Work to do
(a) Does the race report agree with each statement below? Answer yes or no for each, quoting the words of the race report that decide it. (i) Grant started the feature 13th in a field of 28 cars. (ii) Grant had reached the top five in one of his three previous attempts. (iii) Carson Macedo flipped on Lap 10.
(b) Which drivers other than Grant does the race report name? List every one.

Selected passage
☆ ☆ ☆ ☆ ☆
So was the skepticism that he would win. He failed to crack the top five in three previous attempts, although he came close last year with a sixth-place result. When he lined up for the feature 13th in the crowded 28-car field, winning seemed like a longshot.

Grant watched as serious challengers fell by the wayside. Mitchel Moles flipped on Lap 10 of the feature. Michael “Buddy” Kofoid took a tumble on Lap 68 and World of Outlaws Sprint car driver Carson Macedo flipped on Lap 79. Grant saw the carnage ahead of him and held a steady wheel as he passed Tanner Thorson for the lead with 15 laps remaining and stayed out of trouble for the remainder of the event.

“It’s a dream come true to win the Turkey Night Grand Prix,” Grant said.
☆ ☆ ☆ ☆ ☆
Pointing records
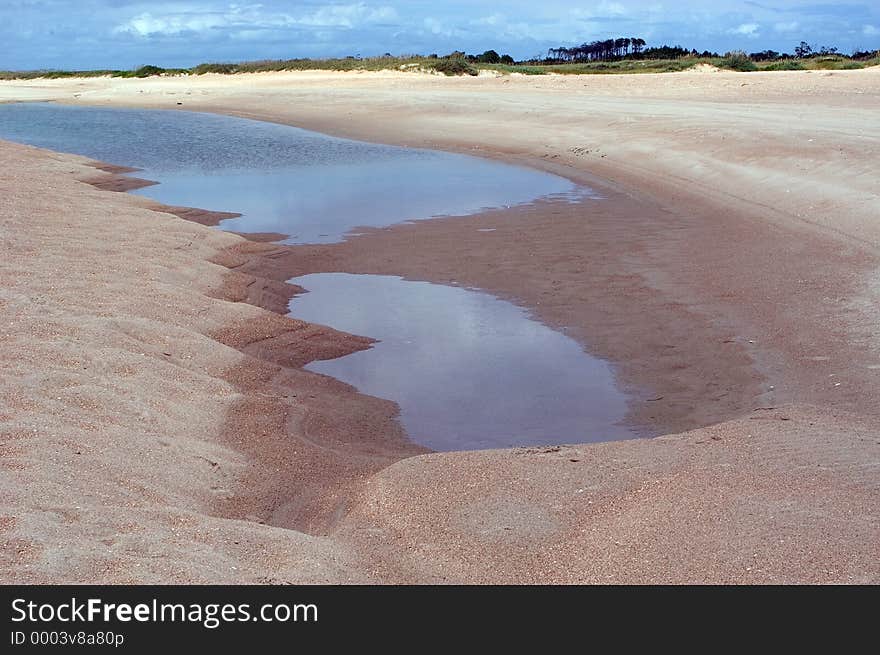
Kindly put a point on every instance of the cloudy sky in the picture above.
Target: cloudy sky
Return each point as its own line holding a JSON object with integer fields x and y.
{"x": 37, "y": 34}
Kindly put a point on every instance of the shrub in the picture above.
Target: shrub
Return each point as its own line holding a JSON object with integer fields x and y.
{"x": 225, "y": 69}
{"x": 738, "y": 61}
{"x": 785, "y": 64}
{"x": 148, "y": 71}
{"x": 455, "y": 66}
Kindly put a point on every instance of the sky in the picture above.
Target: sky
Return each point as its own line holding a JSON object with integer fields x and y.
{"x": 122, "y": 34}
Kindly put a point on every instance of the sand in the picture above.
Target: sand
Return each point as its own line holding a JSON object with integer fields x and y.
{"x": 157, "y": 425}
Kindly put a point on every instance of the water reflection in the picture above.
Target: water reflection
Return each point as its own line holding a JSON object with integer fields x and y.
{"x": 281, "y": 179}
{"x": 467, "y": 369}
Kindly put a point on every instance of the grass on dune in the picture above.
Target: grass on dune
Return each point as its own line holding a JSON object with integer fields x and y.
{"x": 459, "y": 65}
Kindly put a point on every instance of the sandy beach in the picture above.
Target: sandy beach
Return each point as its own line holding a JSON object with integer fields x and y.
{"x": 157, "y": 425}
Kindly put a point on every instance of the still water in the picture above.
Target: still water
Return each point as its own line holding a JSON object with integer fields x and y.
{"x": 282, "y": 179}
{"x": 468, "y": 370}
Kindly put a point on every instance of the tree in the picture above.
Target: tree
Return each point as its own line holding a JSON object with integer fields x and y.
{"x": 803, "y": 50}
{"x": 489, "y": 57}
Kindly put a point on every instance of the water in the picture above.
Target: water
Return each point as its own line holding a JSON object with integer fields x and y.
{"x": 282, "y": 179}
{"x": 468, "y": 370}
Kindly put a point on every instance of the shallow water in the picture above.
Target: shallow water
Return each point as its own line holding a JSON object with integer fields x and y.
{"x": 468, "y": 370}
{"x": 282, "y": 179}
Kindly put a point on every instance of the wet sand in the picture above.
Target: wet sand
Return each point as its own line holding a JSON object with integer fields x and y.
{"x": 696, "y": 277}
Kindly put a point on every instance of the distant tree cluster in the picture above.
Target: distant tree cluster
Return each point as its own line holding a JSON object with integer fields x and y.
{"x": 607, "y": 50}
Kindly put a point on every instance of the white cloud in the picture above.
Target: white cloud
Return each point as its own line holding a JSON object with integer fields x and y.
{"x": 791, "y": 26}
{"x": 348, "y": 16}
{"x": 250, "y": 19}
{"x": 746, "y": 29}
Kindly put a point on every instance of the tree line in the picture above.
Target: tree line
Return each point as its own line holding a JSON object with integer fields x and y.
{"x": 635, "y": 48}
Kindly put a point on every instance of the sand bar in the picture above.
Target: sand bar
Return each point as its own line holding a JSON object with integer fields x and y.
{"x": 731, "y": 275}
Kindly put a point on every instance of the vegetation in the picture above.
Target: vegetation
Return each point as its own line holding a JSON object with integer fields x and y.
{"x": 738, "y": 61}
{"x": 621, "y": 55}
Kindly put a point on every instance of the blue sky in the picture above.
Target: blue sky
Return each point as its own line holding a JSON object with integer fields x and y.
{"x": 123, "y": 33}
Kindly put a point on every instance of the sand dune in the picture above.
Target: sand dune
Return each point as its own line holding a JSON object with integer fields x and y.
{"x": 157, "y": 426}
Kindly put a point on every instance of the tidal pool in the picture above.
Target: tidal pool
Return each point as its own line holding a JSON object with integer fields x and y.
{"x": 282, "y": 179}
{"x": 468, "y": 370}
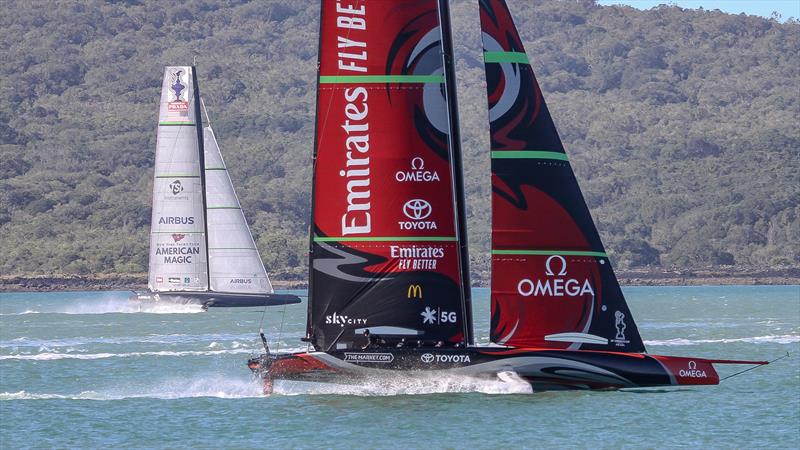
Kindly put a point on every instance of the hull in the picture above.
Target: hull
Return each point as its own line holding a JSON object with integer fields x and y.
☆ ☆ ☆ ☆ ☆
Results in order
(a)
(i) Yes: "When he lined up for the feature 13th in the crowded 28-car field"
(ii) No: "He failed to crack the top five in three previous attempts"
(iii) No: "World of Outlaws Sprint car driver Carson Macedo flipped on Lap 79"

(b) Mitchel Moles, Michael “Buddy” Kofoid, Carson Macedo, Tanner Thorson